## Collection entries
*** Block opens ***
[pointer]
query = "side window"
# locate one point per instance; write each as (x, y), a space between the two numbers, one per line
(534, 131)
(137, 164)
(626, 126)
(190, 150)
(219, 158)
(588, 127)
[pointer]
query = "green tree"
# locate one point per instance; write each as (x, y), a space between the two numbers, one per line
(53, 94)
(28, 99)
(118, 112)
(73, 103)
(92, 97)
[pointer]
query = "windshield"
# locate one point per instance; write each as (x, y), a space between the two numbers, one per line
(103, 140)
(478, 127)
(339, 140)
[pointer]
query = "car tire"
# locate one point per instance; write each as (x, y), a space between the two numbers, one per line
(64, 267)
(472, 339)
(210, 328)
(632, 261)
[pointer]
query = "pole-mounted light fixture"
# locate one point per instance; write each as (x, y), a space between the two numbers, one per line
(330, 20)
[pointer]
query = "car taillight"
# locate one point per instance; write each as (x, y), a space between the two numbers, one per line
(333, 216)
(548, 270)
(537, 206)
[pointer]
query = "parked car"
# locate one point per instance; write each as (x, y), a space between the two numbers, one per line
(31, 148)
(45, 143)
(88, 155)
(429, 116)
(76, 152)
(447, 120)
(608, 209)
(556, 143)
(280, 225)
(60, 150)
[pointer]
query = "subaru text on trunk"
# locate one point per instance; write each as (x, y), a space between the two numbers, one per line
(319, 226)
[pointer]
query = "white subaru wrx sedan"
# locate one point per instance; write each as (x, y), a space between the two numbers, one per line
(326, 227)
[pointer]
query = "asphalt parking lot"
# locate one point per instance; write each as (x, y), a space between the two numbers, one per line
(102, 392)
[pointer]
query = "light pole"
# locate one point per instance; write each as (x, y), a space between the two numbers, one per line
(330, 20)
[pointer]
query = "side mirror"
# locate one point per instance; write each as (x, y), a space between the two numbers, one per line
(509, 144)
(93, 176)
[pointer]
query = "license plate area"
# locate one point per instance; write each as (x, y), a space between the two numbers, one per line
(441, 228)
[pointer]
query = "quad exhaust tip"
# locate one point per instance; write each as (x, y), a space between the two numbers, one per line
*** Block closes ***
*** Block opens ***
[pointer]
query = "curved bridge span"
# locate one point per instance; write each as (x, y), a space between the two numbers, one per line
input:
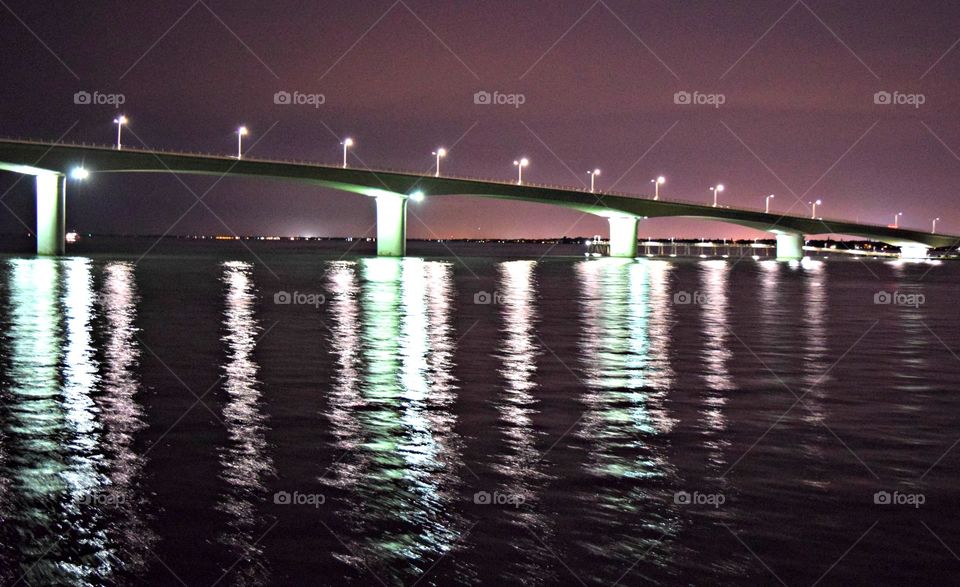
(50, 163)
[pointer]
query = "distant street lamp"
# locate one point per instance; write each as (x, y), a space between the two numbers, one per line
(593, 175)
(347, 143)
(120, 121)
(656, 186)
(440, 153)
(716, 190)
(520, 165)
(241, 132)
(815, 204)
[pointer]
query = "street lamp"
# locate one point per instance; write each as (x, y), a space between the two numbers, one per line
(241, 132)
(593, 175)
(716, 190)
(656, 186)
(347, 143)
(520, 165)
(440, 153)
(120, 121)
*** Block closes ***
## ASSIGNED TASK
Your reply should be one number: the count of lines above that hold the word "street".

## FINAL ANSWER
2